● Texto mostrado
>>
Imagen de Arzu Geybullayeva
Turquía enfrenta un problema que sus ciudadanos temen admitir: cómo echar a un presidente en ejercicio que no tiene intención de dejar su puesto.
Bajo el mandato de Recep Tayyip Erdoğan, Turquía se ha hecho visiblemente más pobre. Los ciudadanos están enfadados, amargados, y algunos comienzan a dejarse oír. Es difícil calcular el porcentaje de personas que quieren que se vayan Erdoğan y el Partido Justicia y Desarrollo (AKP), pero digamos que, si mañana se hubiera elecciones, probablemente sufrieran una aplastante derrota.
Consciente de este hecho, Erdoğan no tiene prisa en convocar elecciones anticipadas. Después de todo, fue reelegido presidente en 2023 hasta 2028. Ahora dice que le gustaría volver a presentarse a un cuarto mandato, lo que prohíbe la Constitución del país. ¿Qué puede hacerse para impedir que se aferre ilegalmente al poder? Lamentablemente, echarlo en unas elecciones democráticas no parece ser una posibilidad. La población turca debe presionarle activamente para echarlo de la presidencia.
¿Quién quiere que Erdoğan se vaya?
<<
● Datos para revisar
>>
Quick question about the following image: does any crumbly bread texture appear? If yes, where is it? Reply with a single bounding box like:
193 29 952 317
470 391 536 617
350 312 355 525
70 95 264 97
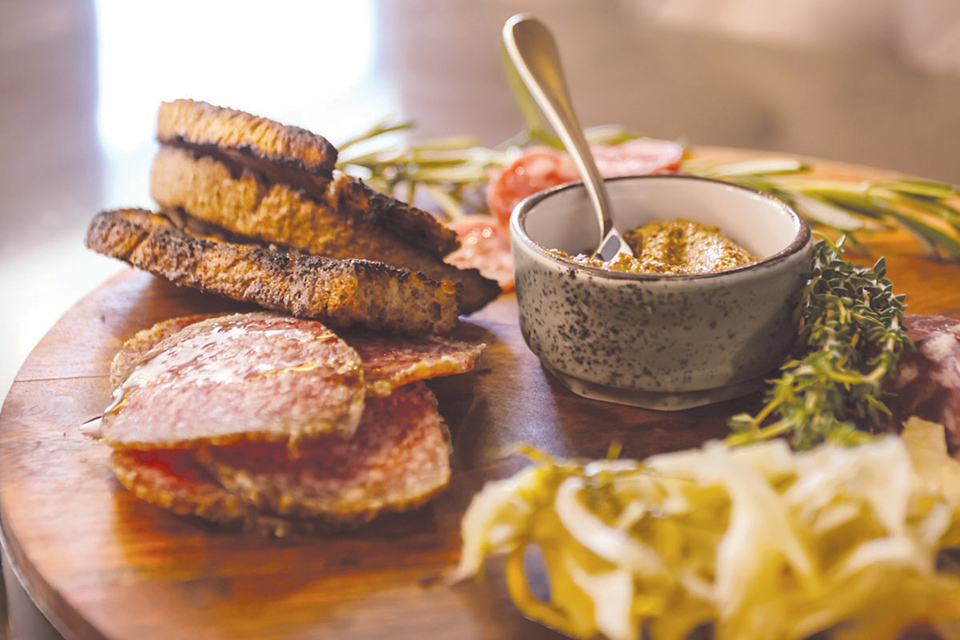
<<
● Enunciado
Prosigue el texto sobre Erdoğan y la situación política de Turquía a partir de su última línea, «¿Quién quiere que Erdoğan se vaya?».

● Respuesta propuesta
Desde hace un tiempo, veo en YouTube entrevistas en la calle realizadas por periodistas ciudadanos que preguntan aleatoriamente a gente común y corriente en las calles de Turquía, que capturan el sentir ciudadano.
El desprecio público a Erdoğan es palpable. Tras 22 años de mandato, la gente quiere un cambio. Malas prácticas económicas, corrupción desenfrenada, demoledora inflación en los bienes de consumo son problemas que se suman al mal gobierno de Erdoğan. A los mayores les resulta difícil acceder a cuidados médicos y medicinas, pagar sus alquileres e incluso adquirir artículos básicos como pan. Se ve a muchas personas que compra fruta y verdura en mal estado a precios rebajados en los mercados públicos, a gente que busca comida con aspecto aún comestible en la basura. Turquía nunca había tenido estos niveles de pobreza.
Pero los ciudadanos no están seguros de si Erdoğan debe abandonar su puesto. Su enojo debe convertirse en acción. Necesitan sentirse fortalecidos y creer que sus voces de frustración pueden dirigirse a echarlo del poder. En este momento, la mayoría cree que si habla, es probable que haya consecuencias indeseables, como pérdida del trabajo, arresto y cárcel.
En la última década, Erdoğan ha acabado con la imagen de Turquía como país gobernado por un estado de derecho. No lo es. Es un país gobernado con ley imperante e impunidad. El orden constitucional más básico se ha trastocado.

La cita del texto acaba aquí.